Top of Data extracts

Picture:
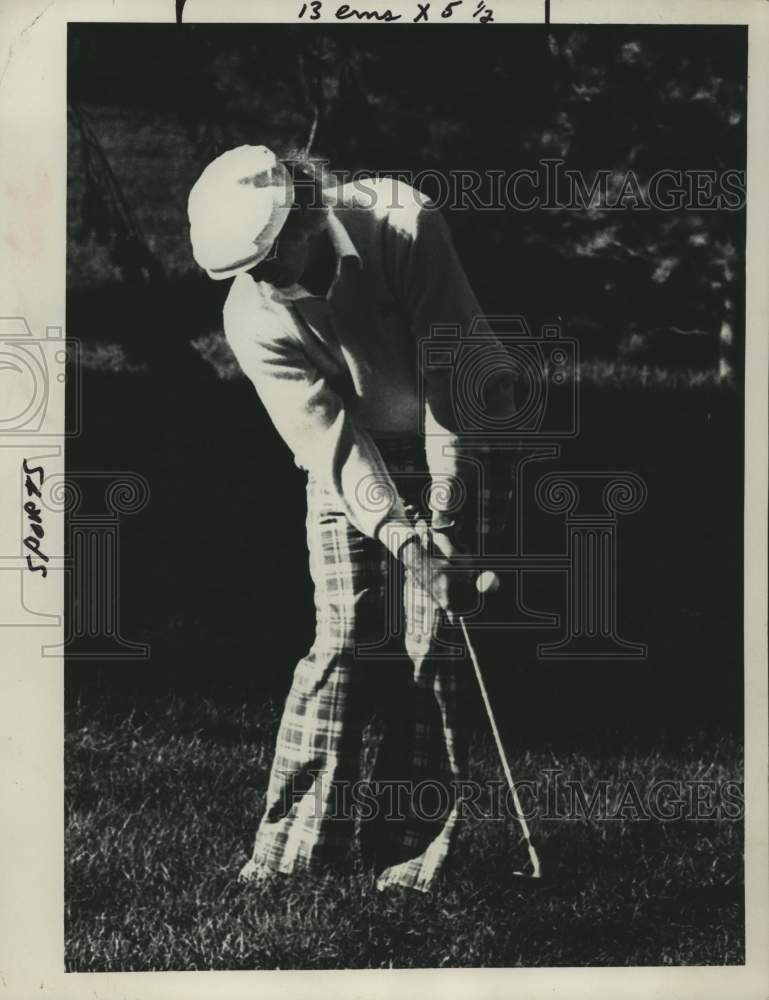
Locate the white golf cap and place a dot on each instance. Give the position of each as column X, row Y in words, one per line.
column 237, row 208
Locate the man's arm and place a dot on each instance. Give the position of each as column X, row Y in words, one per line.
column 311, row 418
column 437, row 292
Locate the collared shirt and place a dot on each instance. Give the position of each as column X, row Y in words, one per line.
column 336, row 372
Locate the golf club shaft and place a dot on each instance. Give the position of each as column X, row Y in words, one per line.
column 534, row 859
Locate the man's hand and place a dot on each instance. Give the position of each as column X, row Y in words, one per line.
column 453, row 589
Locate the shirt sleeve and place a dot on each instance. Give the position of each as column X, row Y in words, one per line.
column 311, row 418
column 437, row 292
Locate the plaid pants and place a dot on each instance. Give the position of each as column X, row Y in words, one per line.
column 381, row 644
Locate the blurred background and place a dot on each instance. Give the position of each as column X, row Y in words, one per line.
column 213, row 572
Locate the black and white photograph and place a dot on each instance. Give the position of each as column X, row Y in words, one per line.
column 405, row 370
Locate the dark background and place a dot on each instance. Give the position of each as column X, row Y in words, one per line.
column 213, row 572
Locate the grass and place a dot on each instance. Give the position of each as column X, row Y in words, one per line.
column 161, row 812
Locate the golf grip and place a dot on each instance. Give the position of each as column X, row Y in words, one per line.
column 485, row 582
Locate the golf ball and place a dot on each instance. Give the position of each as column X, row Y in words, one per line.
column 487, row 582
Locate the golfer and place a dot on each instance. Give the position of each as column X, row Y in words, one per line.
column 333, row 292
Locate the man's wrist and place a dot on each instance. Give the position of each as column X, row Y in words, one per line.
column 397, row 535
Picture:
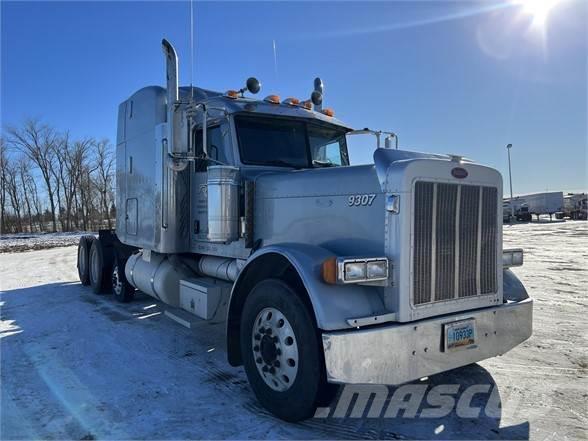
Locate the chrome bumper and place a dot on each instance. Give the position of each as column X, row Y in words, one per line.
column 404, row 352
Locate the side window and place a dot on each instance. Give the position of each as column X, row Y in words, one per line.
column 215, row 142
column 330, row 153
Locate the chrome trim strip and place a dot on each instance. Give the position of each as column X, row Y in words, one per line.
column 434, row 243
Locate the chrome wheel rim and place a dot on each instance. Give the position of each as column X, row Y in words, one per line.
column 275, row 350
column 82, row 256
column 116, row 282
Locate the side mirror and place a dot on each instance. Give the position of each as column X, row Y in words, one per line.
column 316, row 97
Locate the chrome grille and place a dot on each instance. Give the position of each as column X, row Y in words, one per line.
column 454, row 242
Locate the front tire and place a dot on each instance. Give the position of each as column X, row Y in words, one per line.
column 84, row 246
column 281, row 351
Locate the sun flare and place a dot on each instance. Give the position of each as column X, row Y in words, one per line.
column 538, row 9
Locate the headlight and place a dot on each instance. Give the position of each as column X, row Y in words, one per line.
column 341, row 270
column 512, row 258
column 354, row 271
column 377, row 269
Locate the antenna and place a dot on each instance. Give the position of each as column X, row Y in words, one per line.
column 275, row 59
column 191, row 50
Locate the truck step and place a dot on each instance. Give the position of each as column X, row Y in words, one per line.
column 184, row 318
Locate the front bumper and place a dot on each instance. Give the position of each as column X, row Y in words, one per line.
column 404, row 352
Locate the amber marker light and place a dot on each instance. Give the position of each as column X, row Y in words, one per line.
column 274, row 99
column 291, row 101
column 329, row 270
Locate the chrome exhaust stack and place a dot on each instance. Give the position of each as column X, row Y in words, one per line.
column 171, row 72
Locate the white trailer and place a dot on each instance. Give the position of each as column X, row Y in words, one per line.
column 538, row 203
column 576, row 206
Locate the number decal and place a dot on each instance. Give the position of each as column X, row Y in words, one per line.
column 360, row 200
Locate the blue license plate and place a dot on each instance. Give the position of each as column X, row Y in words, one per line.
column 460, row 334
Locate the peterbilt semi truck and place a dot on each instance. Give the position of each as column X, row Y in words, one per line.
column 248, row 211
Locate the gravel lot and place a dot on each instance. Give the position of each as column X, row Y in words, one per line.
column 79, row 366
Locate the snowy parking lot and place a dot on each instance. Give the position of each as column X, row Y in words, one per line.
column 79, row 366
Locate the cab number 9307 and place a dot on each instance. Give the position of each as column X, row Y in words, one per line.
column 358, row 200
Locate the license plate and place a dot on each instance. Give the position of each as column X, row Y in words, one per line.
column 459, row 335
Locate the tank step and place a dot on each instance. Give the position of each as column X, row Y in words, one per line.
column 184, row 318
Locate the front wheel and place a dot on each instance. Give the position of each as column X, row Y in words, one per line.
column 281, row 351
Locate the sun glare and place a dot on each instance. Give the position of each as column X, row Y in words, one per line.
column 538, row 9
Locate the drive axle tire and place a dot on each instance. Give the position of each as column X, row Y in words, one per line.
column 100, row 267
column 122, row 290
column 84, row 246
column 281, row 351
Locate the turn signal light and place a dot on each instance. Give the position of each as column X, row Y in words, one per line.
column 329, row 270
column 274, row 99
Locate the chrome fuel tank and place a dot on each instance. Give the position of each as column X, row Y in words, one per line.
column 223, row 203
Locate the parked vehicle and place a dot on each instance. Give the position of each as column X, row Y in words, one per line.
column 576, row 206
column 525, row 206
column 244, row 210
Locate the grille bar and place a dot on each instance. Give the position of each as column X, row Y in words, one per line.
column 454, row 242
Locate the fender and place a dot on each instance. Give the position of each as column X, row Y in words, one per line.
column 331, row 305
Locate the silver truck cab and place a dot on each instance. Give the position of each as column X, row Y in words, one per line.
column 245, row 210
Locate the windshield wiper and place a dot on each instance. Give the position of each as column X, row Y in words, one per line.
column 319, row 163
column 281, row 162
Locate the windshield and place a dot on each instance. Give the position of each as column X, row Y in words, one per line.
column 290, row 143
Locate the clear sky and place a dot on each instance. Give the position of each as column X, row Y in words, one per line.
column 460, row 77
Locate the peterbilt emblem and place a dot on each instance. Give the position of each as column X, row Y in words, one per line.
column 459, row 173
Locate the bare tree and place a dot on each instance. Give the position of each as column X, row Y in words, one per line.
column 3, row 164
column 49, row 178
column 12, row 188
column 37, row 141
column 23, row 167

Bottom of Data extracts

** What you have to do **
All of the entries above are to be duplicated exactly, with every image left out.

** Response to this task **
Picture:
Locate the white golf cap and place a dot on each instance. Give the position of each as column X, row Y in words, one per line.
column 237, row 208
Locate the man's arm and place a dot on each instance. Give the position of each as column X, row Y in words, one per line.
column 311, row 418
column 437, row 292
Locate the collared shirt and place a dot on each instance. Give the position of each as column X, row Y in words, one per line.
column 336, row 372
Locate the golf club shaft and place a dot on each instance. Give the position of each as column X, row Y in words, one per line.
column 534, row 859
Locate the man's hand and place a dot on each instance. Give the position of each as column X, row Y in words, one per line.
column 453, row 589
Locate the shirt sleeve and place a dot on each instance. Give the position of each as column X, row Y in words, one per line.
column 311, row 418
column 437, row 292
Locate the plaid pants and place a dot on each instance. Give the position of each as column X, row Y in words, one per line.
column 381, row 644
Locate the blurred background and place a dot on each instance. Give the position of each as column X, row Y in words, one per line.
column 213, row 572
Locate the black and white photograph and place a dot on each instance. Give the position of each as column X, row Y in words, one per line.
column 405, row 370
Locate the dark background and place a dot on each instance. Give the position of each as column X, row Y in words, one per line.
column 213, row 572
Locate the grass and place a dot on each instance. Give the position of each as column X, row Y in words, one per line.
column 161, row 812
Locate the golf grip and place a dot on each instance. Give the position of each as column X, row Y in words, one per line.
column 485, row 582
Locate the golf ball and place a dot on each instance. Give the position of each as column X, row Y in words, one per line.
column 487, row 582
Locate the golfer and place a dot on each instance. Give the position of each as column X, row Y in words, one per line.
column 333, row 292
Locate the man's wrist and place a dot on each instance. Give the position of each as column X, row Y in words, one per line.
column 397, row 535
Picture:
Locate the chrome bumper and place a dot on each instance. Give the position of each as column X, row Y in words, one per line.
column 404, row 352
Locate the side window and place a dot on each instance. Give the position of each as column X, row Y in words, one per line.
column 215, row 142
column 330, row 153
Locate the chrome trim strip and place a dot on each instance. Give the position of each as column X, row Y in words, one per line.
column 434, row 243
Locate the chrome wheel rim and place a dot on each instance. Give the position of each as column X, row Y in words, one per line.
column 275, row 350
column 82, row 256
column 116, row 282
Locate the side mirror and place a dot on each instance. Give the position of each as column X, row Y in words, one per line.
column 316, row 97
Locate the chrome grille and place a dot on each instance. Give the position of each as column X, row Y in words, one per line.
column 454, row 242
Locate the front tire and place a dot on each instance. Give the position of each as column X, row Y in words, one per line.
column 84, row 246
column 281, row 351
Locate the sun flare and place a dot on each instance. Give the position of each as column X, row Y in words, one per line.
column 538, row 9
Locate the headlight and place a dot on each instance. Give the position of each as column X, row Y in words, one per line.
column 341, row 270
column 512, row 258
column 354, row 271
column 377, row 269
Locate the antenna and place a dot on each instance. Give the position of each as column X, row Y in words, one per line.
column 275, row 59
column 191, row 50
Locate the truck step and place a dot on each instance. Give the position of each as column X, row Y in words, one per line.
column 184, row 318
Locate the front bumper and place a dot on each instance. Give the position of each as column X, row Y in words, one per line.
column 404, row 352
Locate the amber marker light and place a dot on each instance. Give the position of each as column X, row Y in words, one per line.
column 274, row 99
column 291, row 101
column 329, row 270
Locate the chrome exhaust stack and place a dot on each instance. Give the position of each as column X, row Y in words, one per line.
column 171, row 72
Locate the white trailer and place a dot on each instance. Give the position of each as column X, row Y in words, one per line.
column 538, row 203
column 576, row 206
Locate the number decal and place a dot on each instance. Give the position of each as column X, row Y in words, one per line.
column 360, row 200
Locate the blue license plate and place a dot on each instance. Give the position of each as column X, row Y in words, one per line.
column 460, row 334
Locate the peterbilt semi truck and place a dot on each instance. Give the position of each as column X, row Y in words, one per line.
column 248, row 211
Locate the gravel lot and place a dot on each instance. Give the position of each as column X, row Y in words, one per line.
column 79, row 366
Locate the snowy parking lot and place a dot on each instance. Give the position of each as column X, row Y in words, one per line.
column 79, row 366
Locate the cab number 9307 and place a dot on each instance. Give the position of each as column X, row Y in words, one per line.
column 358, row 200
Locate the license plate and place a dot on each instance. Give the position of each as column X, row Y in words, one per line.
column 459, row 335
Locate the tank step and place a dot on each instance. Give the position of each as column X, row Y in words, one per line.
column 184, row 318
Locate the front wheel and place a dot on each instance. Give the position of each as column X, row Y in words, one per line.
column 281, row 351
Locate the sun glare and place a dot on each instance. Give the position of each as column X, row Y in words, one per line.
column 538, row 9
Locate the drive axle tire and place a dot on each instance. Give the position of each as column X, row Y in words, one per line.
column 100, row 267
column 122, row 290
column 84, row 246
column 281, row 351
Locate the turn signal light and place a dot on each instance. Give the position of each as column X, row Y in words, one per line.
column 329, row 270
column 274, row 99
Locate the chrome fuel tank and place a dot on each instance. Give the position of each as column X, row Y in words, one per line.
column 223, row 203
Locate the parked vehicle and place a dot on each instance. Give the position of each as column X, row Y in words, one per line.
column 576, row 206
column 525, row 206
column 244, row 210
Locate the grille bar and place a dot on each instance. Give the position of each as column X, row Y in words, one per line.
column 454, row 242
Locate the fender and place a dot on each instance. Give the position of each as column X, row Y in words, one per line.
column 331, row 305
Locate the silver truck cab and place a dot on each instance. Give the position of each as column X, row Y in words, one per line.
column 245, row 210
Locate the windshield wiper and place a dot on each instance. Give the position of each as column X, row Y in words, one per line.
column 319, row 163
column 281, row 162
Locate the windshield and place a dot on each instance. Give the position of each as column X, row Y in words, one per line.
column 290, row 143
Locate the clear sky and place a dot on each instance. Give the position of each as column X, row Y in words, one per line.
column 460, row 77
Locate the peterbilt emblem and place a dot on each instance. Give the position of each as column X, row Y in words, one per line.
column 459, row 173
Locate the bare tree and place a dot on each instance. Give the position of each as column X, row Y in words, one per line.
column 3, row 164
column 49, row 178
column 12, row 188
column 37, row 141
column 23, row 167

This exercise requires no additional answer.